[Problem to work on]: Working through the records below, count the lines that include "beside". The reply is that number alone.

··· Records provided

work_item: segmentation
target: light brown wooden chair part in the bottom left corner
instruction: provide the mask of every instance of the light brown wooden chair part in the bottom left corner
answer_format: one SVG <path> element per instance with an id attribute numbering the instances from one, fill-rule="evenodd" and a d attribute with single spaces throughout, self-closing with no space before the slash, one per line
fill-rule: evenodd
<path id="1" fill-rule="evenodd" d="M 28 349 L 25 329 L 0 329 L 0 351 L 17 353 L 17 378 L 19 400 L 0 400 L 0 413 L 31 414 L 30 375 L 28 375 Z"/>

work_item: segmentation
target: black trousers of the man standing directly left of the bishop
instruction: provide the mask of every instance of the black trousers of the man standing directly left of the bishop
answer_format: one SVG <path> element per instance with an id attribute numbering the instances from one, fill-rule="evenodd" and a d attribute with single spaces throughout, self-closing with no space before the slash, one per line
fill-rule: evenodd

······
··· Records provided

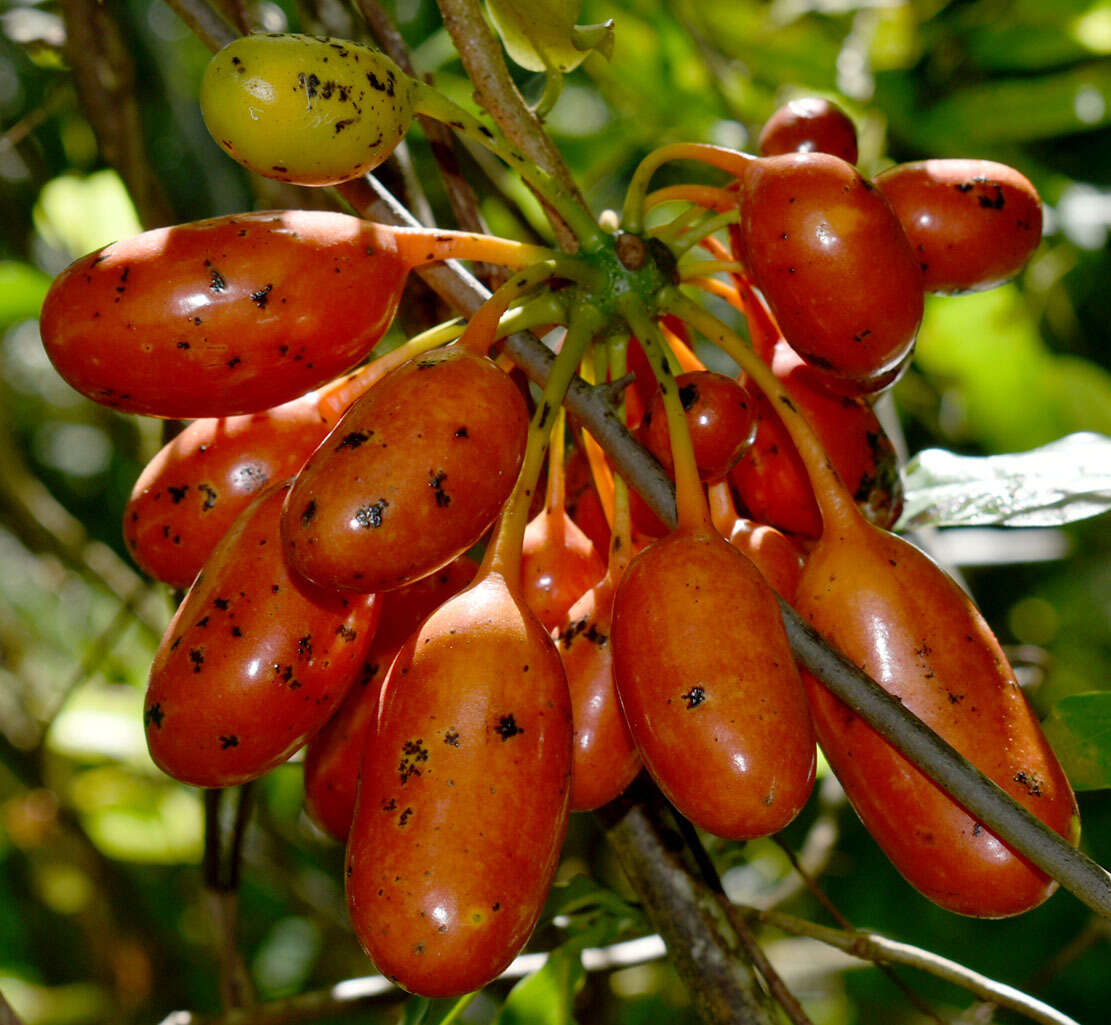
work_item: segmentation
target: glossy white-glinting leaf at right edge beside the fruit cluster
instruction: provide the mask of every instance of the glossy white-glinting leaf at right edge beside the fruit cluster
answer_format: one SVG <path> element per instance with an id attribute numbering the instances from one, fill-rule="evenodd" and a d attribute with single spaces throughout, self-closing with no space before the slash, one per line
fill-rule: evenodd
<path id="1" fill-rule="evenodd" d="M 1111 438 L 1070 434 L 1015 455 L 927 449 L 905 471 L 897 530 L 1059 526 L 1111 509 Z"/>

······
··· Records provided

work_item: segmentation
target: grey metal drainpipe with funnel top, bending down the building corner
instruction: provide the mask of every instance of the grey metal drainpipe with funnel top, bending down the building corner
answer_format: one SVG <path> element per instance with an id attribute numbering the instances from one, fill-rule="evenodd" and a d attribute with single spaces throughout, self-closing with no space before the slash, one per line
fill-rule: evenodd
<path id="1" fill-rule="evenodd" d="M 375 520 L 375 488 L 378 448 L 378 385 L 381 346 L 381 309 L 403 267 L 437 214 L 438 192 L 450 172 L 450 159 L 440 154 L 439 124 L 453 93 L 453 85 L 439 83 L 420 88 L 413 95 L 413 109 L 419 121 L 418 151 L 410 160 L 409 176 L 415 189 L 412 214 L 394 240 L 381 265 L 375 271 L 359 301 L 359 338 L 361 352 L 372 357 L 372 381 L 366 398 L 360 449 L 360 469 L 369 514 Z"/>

······

[Exercise output]: 2